Source excerpt:
- - -
8.3        Disclaimer.  EXCEPT FOR THE WARRANTIES SET FORTH IN SECTIONS 8.1-8.2 ABOVE, VARDERA LABS MAKES NO REPRESENTATION OR WARRANTY WHATSOEVER, AND HEREBY DISCLAIMS ALL REPRESENTATIONS AND WARRANTIES, WITH RESPECT TO THE SERVICE AND THE RESULTS (IN EACH CASE WHETHER EXPRESS OR IMPLIED BY LAW, COURSE OF DEALING, COURSE OF PERFORMANCE, USAGE OF TRADE OR OTHERWISE), INCLUDING ANY WARRANTY (A) OF MERCHANTABILITY, FITNESS FOR A PARTICULAR PURPOSE, OR NONINFRINGEMENT, OR (B) THAT THE SERVICE OR RESULTS WILL MEET CUSTOMER’S REQUIREMENTS, WILL ALWAYS BE AVAILABLE, ACCESSIBLE, UNINTERRUPTED, TIMELY, SECURE OR OPERATE WITHOUT ERROR. THE RESULTS ARE GENERATED FROM DATA PROVIDED BY CUSTOMER; VARDERA LABS MAKES NO REPRESENTATIONS OR WARRANTIES REGARDING THE COLLECTION OF DATA, THE ACCURACY OR RELIABILITY OF THE RESULTS, OR ANY INFORMATION OR RESULTS OBTAINED FROM THE SERVICE. THE SERVICE IS AN EXPERIMENTAL TECHNOLOGY.  IT MAY PROVIDE USERS WITH INACCURATE OR INAPPROPRIATE INFORMATION.  INFORMATION MAY ALSO BE UNRELIABLE.  CUSTOMER IS RESPONSIBLE FOR PROVIDING ADEQUATE NOTIFICATIONS TO USERS REGARDING THE LIMITATIONS OF THE SERVICE’S RESULTS.

  1. Limitations of Liability.
  1. Damages Cap.  EXCEPT FOR (A) ITS INDEMNIFICATION OBLIGATIONS HEREUNDER, OR (B) ITS BREACH OF THE CONFIDENTIALITY PROVISIONS HEREIN, TO THE FULLEST EXTENT PERMISSIBLE BY LAW AND NOTWITHSTANDING ANYTHING ELSE IN THIS AGREEMENT, VARDERA LABS’ TOTAL AGGREGATE LIABILITY FOR ALL DAMAGES ARISING OUT OF OR RELATED TO THE SERVICE AND THIS AGREEMENT, WHETHER IN CONTRACT, TORT (INCLUDING NEGLIGENCE) OR OTHERWISE, SHALL NOT EXCEED THE TOTAL AMOUNT OF FEES PAID BY CUSTOMER TO VARDERA LABS UNDER THIS AGREEMENT IN THE TWELVE MONTHS PRIOR TO THE DATE CUSTOMER’S CLAIM AROSE. NOTWITHSTANDING THE FOREGOING OR ANYTHING ELSE IN THIS AGREEMENT, IN NO EVENT SHALL VARDERA LABS’ TOTAL LIABILITY ARISING OUT OF THIS AGREEMENT EXCEED THE AMOUNT PAID BY CUSTOMER TO VARDERA LABS UNDER THIS AGREEMENT.
- - -
Data shown:
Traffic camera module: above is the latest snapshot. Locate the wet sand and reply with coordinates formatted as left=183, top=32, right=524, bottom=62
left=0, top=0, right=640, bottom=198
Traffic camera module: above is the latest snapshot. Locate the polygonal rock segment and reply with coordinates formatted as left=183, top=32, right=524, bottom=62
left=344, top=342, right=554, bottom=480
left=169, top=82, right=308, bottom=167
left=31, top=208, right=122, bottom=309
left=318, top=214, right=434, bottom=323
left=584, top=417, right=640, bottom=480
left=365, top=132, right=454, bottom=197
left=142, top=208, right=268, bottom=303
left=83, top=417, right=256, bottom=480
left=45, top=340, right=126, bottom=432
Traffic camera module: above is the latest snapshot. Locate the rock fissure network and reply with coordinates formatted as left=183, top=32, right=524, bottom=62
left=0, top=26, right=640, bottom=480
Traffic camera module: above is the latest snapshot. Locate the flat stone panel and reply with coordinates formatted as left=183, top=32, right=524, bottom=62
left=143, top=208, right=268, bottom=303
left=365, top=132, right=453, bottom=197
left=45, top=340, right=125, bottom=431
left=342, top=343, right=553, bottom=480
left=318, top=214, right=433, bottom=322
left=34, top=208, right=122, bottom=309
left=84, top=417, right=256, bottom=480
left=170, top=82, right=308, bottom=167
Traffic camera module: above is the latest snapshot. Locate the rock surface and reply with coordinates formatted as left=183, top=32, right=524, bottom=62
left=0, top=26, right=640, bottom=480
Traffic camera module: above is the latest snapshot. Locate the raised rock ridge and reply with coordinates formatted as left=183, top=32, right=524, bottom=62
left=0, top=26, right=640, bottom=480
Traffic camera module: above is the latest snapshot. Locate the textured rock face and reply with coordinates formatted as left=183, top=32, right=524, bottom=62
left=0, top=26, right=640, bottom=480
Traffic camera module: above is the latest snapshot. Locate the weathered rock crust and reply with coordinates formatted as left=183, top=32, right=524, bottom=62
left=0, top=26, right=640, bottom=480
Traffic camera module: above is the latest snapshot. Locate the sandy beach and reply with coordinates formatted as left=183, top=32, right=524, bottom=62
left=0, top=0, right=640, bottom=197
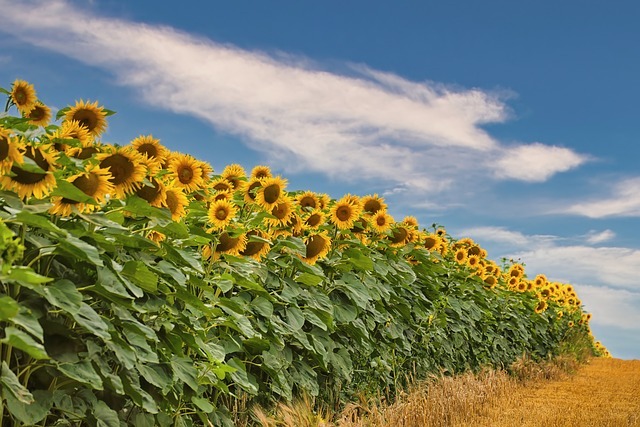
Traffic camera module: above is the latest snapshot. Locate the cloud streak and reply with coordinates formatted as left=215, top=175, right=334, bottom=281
left=0, top=0, right=584, bottom=191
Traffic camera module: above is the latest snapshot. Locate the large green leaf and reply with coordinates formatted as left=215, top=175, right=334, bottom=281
left=0, top=326, right=49, bottom=359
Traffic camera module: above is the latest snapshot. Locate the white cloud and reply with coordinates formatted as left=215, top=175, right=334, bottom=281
left=586, top=229, right=616, bottom=245
left=0, top=0, right=581, bottom=192
left=561, top=178, right=640, bottom=218
left=495, top=142, right=588, bottom=182
left=575, top=284, right=640, bottom=332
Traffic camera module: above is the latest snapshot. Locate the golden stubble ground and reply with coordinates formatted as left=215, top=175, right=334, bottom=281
left=464, top=358, right=640, bottom=427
- - -
Exercise task: In the contract excerpt, what kind of technology is the service described as?

Task output: An experimental technology.